- WHAT IS ASKED
Set out every line in the rows below as a JSON list of strings, one string per line, skipping blank lines and leaving the pictures out of the answer.

- RECORDS FOR PROCESSING

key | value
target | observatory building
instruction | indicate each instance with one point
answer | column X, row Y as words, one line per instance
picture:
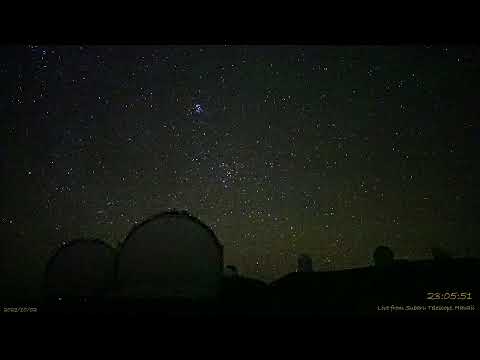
column 80, row 268
column 170, row 255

- RESPONSE TO THIS EXERCISE
[
  "key | value",
  "target | observatory building",
  "instruction | indicate each instance with one point",
  "answer | column X, row Y as words, one line per instance",
  "picture:",
  "column 80, row 268",
  "column 170, row 255"
]